-- Document segment start --
I’ve been thinking a lot lately about the story I’m living. How can I live it better?

How can I retain heroic qualities, even when things get heated on social media?

How can I optimize my life as if it were page 63 in a novel needing revision?

Often, I find myself searching for those core elements that make the best stories flow. But where might one find those elements? Surprise, surprise! Our old friend, Aristotle, has the answers again.

I really wish Aristotle had an affiliate program, because I find myself citing him quite often these days. In Poetics–that essential ancient guide for storytellers–Aristotle breaks down what works in the best plays, both content-wise and structurally.

We’ve talked about Aristotelian structure before. For now, let’s talk about the elements of story and how they relate to the overarching stories you and I live out. The elements Aristotle lists in his writings are plot, character, theme, language, rhythm and spectacle. He claims that these six elements are all present in the best of ancient Greek tragic plays. Aristotle takes it upon himself to list them in a hierarchy of importance, starting with plot. This decision of his continues to spurn dissent from academic types, both legit and simply attention-seeking.


The first element of the best stories is plot. This refers to how the individual parts of your story are arranged. It includes problems that are clearly defined, which tends to be a bummer for your main character. The problematic situation is rarely as bad as it seems, though, and it certainly beats the alternative. After all, what’s a problem-free character to do? Nothing that interests an audience, that’s for sure.

As a character in the real world, don’t always shy away from conflict. Conflict is essential to the best of stories. Your life is no exception. Identify the greatest challenges that are important to the overall story arc you hope to live out. Then, take the necessary steps to knock out those challenges in your most determined, most heroic fashion.

Story Element: Plot

Conflict is essential to the best of stories, and your life is no exception.

If you’re like me, you’ll find that the most paralyzing of fears, when faced, can unearth an incredible amount of courage. These faced fears can unlock tremendous opportunities you hadn’t previously allowed. Stand up frequently to those obstacles getting in the way of your progress toward the end goal. Though heroes don’t always prevail, they often react to failure in the same way: tenacious determination to keep trudging ahead to the goal. That is the secret to living out a compelling plot.


Character is the sticking point for many academic types like Lajos Egri, who makes a pretty good argument that characters are more important than plot. Egri’s contention is that, without the actions of characters, there is no plot. To me, it’s just another chicken/egg scenario. We can still all be friends and agree that both a story’s plot and characters hold a great deal of importance.
-- Document segment end --
-- Data entries start --
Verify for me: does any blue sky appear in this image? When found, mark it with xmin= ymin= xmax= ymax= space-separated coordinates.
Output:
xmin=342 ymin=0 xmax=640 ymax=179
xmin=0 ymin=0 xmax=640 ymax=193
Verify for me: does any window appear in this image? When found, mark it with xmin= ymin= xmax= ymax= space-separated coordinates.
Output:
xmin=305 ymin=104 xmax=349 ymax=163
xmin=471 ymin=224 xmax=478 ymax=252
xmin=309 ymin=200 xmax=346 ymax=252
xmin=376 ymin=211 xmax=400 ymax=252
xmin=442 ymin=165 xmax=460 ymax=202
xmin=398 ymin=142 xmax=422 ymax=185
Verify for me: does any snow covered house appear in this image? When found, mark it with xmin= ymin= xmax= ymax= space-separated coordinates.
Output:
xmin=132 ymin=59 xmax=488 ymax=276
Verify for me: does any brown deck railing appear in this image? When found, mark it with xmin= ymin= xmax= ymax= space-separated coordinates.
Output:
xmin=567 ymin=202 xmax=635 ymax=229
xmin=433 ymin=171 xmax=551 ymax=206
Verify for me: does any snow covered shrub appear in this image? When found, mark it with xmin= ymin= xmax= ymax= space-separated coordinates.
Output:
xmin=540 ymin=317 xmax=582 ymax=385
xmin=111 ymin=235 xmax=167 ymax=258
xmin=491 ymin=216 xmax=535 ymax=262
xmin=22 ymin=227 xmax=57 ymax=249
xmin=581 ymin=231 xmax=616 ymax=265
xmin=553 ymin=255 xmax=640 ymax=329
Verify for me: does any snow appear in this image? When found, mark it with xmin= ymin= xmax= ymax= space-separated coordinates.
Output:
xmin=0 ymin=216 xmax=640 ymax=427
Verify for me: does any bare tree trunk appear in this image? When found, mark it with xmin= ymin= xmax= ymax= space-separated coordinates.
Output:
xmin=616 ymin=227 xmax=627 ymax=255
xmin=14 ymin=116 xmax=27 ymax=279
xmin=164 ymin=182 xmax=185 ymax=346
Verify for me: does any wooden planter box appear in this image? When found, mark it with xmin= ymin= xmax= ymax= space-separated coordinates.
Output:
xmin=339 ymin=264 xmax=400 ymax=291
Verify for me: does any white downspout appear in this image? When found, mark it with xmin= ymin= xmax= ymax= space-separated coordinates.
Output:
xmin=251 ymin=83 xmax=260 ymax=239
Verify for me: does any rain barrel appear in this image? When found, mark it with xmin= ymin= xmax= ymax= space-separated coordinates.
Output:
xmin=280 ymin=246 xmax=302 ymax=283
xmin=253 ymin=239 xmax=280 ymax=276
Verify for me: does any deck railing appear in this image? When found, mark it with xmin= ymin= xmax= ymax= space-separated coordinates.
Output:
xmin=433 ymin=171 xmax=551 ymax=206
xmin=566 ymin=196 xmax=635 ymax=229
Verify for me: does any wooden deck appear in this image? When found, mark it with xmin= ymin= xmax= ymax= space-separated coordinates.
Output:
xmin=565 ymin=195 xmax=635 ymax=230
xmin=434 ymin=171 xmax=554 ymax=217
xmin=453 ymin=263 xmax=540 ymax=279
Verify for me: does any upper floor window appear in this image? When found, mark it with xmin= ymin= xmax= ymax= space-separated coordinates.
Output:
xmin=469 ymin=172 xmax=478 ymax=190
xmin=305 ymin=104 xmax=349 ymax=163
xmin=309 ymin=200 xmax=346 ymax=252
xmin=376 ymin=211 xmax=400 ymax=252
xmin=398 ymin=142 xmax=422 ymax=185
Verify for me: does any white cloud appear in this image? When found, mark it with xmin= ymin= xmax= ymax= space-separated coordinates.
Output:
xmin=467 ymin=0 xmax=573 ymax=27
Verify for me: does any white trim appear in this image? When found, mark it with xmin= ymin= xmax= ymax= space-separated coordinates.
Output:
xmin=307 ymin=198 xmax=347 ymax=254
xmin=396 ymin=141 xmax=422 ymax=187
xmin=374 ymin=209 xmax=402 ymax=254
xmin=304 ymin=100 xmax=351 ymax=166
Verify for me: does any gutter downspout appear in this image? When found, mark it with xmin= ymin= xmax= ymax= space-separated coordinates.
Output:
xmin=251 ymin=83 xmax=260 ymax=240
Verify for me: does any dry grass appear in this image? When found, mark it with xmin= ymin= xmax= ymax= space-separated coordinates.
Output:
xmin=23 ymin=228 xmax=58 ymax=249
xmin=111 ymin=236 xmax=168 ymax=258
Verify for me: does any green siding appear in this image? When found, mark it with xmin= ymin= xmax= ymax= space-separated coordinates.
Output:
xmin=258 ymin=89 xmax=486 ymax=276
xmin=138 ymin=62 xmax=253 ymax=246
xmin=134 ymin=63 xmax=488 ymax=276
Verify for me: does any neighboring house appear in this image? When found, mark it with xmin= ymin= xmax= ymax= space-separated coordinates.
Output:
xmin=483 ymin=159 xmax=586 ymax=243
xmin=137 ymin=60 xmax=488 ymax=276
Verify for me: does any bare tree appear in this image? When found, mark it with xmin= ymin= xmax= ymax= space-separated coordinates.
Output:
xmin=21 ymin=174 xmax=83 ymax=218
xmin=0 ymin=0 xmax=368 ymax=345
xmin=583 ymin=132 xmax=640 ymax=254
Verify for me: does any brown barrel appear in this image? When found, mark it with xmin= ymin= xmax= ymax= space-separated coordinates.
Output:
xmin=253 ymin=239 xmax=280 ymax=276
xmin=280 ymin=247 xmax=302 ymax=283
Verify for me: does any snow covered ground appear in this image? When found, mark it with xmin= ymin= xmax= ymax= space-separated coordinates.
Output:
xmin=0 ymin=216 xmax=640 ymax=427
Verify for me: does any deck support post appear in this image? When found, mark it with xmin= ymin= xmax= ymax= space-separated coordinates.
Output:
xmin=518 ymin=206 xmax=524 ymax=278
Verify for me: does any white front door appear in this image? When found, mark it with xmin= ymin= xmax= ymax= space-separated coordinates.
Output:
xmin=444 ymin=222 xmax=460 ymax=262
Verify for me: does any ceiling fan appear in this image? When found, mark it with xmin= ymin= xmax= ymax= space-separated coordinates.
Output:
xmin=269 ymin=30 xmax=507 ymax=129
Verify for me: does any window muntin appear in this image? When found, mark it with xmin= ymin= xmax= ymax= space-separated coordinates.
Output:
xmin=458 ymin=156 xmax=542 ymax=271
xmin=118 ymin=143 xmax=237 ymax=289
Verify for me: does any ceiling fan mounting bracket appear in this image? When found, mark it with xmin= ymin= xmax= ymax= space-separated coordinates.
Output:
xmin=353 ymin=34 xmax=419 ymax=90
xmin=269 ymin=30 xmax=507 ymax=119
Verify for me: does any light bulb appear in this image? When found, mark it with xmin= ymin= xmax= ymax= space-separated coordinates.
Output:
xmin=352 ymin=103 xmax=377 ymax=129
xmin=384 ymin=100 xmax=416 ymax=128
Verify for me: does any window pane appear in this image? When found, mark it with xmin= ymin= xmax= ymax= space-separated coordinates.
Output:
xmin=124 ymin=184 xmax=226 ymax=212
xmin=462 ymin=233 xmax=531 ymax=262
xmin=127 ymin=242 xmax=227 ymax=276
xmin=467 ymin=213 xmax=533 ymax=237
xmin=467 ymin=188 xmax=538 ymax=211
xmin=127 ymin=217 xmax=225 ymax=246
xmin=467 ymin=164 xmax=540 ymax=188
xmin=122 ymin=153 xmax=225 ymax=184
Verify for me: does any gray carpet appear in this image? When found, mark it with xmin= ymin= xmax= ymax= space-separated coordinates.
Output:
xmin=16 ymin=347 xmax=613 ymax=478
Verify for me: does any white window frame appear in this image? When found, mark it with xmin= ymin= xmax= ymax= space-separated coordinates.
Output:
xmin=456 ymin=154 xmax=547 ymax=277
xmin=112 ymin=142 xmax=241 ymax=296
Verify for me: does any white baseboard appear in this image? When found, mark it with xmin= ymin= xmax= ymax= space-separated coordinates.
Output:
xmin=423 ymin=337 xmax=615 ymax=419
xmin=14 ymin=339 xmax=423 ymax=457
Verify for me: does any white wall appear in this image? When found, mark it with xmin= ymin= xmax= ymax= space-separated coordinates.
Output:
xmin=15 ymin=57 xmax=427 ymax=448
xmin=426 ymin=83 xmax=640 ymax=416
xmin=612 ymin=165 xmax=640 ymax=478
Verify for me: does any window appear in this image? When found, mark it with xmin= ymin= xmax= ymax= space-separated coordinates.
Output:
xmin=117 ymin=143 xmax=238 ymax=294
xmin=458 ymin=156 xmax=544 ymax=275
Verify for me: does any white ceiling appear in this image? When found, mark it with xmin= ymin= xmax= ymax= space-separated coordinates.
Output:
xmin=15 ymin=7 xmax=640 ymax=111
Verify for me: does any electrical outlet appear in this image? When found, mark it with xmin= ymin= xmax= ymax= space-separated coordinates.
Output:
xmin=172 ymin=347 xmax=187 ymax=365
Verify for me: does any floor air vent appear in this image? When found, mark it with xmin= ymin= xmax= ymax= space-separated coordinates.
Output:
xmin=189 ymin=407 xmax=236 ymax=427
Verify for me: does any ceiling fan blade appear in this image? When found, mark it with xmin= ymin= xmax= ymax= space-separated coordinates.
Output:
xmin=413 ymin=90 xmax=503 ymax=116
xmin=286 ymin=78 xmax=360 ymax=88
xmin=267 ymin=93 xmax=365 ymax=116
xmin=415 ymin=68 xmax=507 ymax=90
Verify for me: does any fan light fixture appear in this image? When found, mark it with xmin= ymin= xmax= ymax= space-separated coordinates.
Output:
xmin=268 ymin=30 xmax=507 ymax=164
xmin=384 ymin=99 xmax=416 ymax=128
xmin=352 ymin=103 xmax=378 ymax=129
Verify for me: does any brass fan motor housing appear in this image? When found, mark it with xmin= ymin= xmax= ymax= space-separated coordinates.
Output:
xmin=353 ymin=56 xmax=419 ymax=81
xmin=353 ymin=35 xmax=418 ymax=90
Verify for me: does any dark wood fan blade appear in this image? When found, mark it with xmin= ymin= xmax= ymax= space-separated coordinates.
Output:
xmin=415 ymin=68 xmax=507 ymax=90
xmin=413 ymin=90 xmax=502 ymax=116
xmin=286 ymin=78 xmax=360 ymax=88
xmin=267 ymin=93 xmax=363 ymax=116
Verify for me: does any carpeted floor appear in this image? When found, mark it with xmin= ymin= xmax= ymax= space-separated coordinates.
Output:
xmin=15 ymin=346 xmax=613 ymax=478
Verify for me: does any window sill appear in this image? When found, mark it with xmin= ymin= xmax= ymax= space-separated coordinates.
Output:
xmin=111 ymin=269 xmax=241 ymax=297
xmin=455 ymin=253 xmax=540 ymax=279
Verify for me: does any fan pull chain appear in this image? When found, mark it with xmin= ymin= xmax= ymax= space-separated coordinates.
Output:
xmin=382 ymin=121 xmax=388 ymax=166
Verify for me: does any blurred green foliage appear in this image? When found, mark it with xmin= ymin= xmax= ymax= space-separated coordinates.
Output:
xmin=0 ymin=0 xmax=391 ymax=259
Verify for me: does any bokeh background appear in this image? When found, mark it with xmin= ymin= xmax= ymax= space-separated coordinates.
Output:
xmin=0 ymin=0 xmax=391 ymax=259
-- Data entries end --
Exercise requirements -
- A) Which six elements of story does Aristotle list, according to the essay on living out a better story?
- B) Pick up the essay on story elements and living a better story right after its last sentence, and continue it.
The records aren't needed for any of this.

The answers -
- A) Plot, character, theme, language, rhythm and spectacle.

- B)
The characters in a story should be intentionally-chosen to interact with the story in a dynamic, forward-moving way. In that same line of thinking, the people you choose to allow in your life should be there for a reason. They may serve as allies, or they might just be representations of an important challenge that you’ve got to overcome. Sure, you’ll have intimidating gatekeepers guarding the thresholds of what’s important, but gatekeepers rarely stick around past the time it takes to pry open the gate. Try not to spend so much energy on the conflict they create.

Story Element: Character

Sure, you’ll have intimidating gatekeepers guarding the thresholds of what’s important.

You should also examine yourself, the central character of your lived-out narrative. Nobody likes a perfect character, nor do they like one that’s aloof and completely alien to the society around them.

In your own life, accept the fact that you are flawed. Accept that those very flaws are what make you relatable to others who might be inspired by your actions. No interesting central character is loved by everyone in the story (because then you miss out on some great potential conflict). The best-written characters, instead, have some component that makes them likeable. Though people pleasing may not be your top priority, if the way you act causes everyone in the world to hate you, you’re gonna have a pretty tough time living out the achievements you wish to accomplish.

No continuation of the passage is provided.